> The input:
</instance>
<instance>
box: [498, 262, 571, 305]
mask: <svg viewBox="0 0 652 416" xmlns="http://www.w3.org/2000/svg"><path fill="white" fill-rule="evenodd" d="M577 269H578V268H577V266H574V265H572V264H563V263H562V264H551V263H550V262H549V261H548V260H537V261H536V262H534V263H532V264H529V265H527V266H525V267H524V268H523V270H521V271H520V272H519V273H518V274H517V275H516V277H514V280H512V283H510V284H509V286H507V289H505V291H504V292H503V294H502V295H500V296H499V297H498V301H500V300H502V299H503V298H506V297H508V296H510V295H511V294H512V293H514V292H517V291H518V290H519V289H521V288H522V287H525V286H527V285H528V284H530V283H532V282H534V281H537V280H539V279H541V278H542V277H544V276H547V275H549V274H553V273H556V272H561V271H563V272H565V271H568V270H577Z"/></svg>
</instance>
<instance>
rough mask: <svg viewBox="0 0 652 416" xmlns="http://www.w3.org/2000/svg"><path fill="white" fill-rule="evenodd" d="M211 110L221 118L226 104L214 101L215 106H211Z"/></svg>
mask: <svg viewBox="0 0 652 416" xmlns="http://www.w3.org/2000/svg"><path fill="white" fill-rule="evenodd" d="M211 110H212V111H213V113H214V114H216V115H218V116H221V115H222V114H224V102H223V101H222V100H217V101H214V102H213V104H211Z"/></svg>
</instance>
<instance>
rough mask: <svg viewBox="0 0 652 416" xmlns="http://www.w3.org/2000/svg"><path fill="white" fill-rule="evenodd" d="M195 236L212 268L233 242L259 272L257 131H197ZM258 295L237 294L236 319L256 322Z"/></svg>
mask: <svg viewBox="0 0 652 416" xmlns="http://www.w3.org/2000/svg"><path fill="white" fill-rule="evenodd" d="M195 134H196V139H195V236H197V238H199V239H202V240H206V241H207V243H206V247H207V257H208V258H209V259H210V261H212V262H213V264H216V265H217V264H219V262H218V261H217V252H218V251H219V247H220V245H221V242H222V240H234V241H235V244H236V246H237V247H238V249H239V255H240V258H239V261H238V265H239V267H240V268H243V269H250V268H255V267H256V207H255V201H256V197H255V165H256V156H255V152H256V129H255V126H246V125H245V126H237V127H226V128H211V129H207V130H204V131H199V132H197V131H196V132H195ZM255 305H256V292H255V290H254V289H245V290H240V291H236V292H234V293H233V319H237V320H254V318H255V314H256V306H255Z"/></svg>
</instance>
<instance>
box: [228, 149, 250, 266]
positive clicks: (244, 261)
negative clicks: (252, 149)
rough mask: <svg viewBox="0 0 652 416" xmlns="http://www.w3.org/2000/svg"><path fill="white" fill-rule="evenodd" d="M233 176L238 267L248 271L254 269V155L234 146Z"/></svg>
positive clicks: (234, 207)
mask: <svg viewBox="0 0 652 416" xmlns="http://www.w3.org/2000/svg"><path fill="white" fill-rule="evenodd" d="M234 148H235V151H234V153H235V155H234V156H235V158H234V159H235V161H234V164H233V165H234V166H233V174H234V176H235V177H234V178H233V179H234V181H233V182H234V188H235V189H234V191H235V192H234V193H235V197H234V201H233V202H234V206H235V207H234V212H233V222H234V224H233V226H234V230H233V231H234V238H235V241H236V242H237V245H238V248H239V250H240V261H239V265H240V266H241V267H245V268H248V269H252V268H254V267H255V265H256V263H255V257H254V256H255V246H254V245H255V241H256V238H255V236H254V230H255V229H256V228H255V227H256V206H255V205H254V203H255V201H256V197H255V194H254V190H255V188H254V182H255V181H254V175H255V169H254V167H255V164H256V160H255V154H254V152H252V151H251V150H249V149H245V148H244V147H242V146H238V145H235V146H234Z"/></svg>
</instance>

> Exercise directions:
Please extract every line in the rows above that contains the string "clicks", matching case exactly.

> The completed task:
positive clicks: (244, 261)
negative clicks: (252, 149)
positive clicks: (234, 207)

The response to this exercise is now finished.